# Start of PROVIDED ENTRIES
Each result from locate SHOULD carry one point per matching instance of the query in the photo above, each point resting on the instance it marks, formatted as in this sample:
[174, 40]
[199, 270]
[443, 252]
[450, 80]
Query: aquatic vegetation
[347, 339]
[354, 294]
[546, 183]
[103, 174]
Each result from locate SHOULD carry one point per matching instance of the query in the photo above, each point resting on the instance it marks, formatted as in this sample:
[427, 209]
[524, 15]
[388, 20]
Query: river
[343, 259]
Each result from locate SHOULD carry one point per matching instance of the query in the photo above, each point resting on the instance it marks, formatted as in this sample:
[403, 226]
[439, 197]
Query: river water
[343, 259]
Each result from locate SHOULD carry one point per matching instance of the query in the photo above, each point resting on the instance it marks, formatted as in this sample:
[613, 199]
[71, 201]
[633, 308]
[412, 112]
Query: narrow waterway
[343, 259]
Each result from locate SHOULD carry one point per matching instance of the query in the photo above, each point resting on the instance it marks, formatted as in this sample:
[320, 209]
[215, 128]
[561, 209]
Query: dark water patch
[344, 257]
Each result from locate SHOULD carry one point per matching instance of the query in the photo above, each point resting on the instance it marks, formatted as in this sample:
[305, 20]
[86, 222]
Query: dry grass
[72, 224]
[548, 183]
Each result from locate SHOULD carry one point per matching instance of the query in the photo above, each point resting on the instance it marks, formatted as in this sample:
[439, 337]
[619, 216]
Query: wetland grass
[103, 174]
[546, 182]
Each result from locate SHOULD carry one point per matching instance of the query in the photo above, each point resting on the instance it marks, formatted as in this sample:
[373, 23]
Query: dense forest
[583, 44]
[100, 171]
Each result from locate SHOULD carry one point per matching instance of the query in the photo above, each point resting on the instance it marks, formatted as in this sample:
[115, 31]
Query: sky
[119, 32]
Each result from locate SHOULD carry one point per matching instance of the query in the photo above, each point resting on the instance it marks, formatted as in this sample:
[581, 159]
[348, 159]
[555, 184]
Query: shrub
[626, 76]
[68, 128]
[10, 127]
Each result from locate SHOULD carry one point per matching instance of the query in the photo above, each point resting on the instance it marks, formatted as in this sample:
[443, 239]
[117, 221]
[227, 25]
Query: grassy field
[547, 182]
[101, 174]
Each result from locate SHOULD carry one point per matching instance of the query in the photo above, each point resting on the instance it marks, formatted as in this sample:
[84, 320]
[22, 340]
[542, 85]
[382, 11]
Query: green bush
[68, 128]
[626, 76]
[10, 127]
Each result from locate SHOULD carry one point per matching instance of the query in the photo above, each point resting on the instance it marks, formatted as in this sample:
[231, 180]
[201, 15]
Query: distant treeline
# End of PROVIDED ENTRIES
# Start of PROVIDED ENTRIES
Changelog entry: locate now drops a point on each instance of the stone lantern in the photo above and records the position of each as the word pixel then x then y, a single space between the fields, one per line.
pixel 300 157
# End of PROVIDED ENTRIES
- [GIVEN INSTRUCTION] Rewrite the part that opens with the line containing "Changelog entry: locate" and closes with the line containing "pixel 300 157" as a numbered list, omitting any blank lines.

- [WRITTEN ANSWER]
1. Changelog entry: locate now drops a point on each instance of the stone lantern in the photo above and records the position of each as the word pixel then x then y, a single space between the fields, one per line.
2. pixel 300 157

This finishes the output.